## TO DO
Count the lines below that contain the string "asphalt", with case counting, and give only the number.

## LISTING
──────

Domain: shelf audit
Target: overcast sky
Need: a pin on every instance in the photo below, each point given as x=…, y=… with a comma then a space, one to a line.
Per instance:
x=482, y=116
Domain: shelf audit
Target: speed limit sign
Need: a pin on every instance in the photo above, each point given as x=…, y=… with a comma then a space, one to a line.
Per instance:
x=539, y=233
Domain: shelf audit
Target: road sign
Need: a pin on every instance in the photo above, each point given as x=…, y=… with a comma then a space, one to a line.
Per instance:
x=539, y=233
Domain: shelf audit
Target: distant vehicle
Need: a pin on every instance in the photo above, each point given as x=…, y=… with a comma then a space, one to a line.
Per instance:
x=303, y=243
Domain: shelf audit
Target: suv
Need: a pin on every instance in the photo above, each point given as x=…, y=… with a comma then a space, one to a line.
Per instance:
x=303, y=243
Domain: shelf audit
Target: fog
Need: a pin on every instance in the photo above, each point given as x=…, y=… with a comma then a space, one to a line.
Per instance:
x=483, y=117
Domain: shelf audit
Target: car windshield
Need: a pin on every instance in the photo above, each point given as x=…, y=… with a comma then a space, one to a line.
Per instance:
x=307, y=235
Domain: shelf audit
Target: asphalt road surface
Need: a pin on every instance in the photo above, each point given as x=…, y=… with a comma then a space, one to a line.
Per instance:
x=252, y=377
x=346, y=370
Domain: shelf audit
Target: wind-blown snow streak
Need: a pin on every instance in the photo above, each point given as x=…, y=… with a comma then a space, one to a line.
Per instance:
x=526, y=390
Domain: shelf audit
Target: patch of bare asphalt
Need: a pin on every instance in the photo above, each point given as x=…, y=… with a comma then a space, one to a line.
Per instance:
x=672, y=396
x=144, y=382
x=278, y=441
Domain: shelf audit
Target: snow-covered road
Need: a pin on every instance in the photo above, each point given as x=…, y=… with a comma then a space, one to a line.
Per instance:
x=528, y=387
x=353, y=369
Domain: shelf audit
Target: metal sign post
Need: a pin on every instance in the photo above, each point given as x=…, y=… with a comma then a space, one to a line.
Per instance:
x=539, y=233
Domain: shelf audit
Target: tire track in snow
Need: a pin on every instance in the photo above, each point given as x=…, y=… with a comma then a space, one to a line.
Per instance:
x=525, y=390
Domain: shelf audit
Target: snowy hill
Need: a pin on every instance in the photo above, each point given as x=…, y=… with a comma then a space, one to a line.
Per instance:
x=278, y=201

──────

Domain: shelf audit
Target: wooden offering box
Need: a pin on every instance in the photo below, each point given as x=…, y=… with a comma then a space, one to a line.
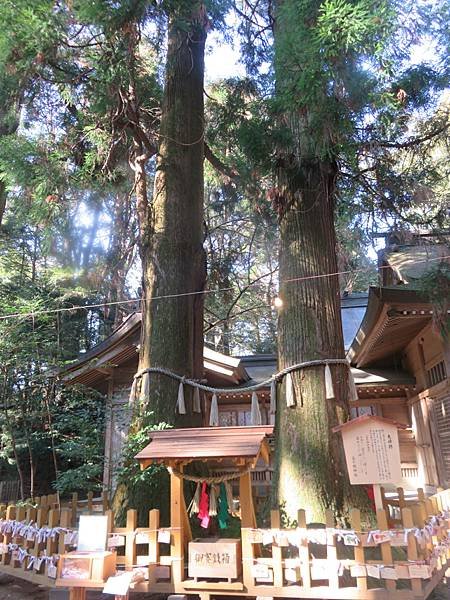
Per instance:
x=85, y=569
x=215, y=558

──────

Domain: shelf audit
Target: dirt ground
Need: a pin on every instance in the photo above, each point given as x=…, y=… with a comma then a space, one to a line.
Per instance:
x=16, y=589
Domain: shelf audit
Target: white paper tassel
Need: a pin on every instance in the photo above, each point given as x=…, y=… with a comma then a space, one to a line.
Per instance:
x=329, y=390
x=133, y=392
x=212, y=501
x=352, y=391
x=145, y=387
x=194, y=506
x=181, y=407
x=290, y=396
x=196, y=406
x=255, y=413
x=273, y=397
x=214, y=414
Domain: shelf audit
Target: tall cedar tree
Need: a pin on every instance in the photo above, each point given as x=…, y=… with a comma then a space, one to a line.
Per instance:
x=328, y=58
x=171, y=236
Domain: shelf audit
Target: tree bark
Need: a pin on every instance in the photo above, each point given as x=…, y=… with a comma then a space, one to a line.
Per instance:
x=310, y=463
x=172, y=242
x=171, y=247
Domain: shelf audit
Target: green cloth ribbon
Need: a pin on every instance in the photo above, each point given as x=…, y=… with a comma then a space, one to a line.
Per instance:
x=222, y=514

──────

## RESULT OF THIS EXERCISE
2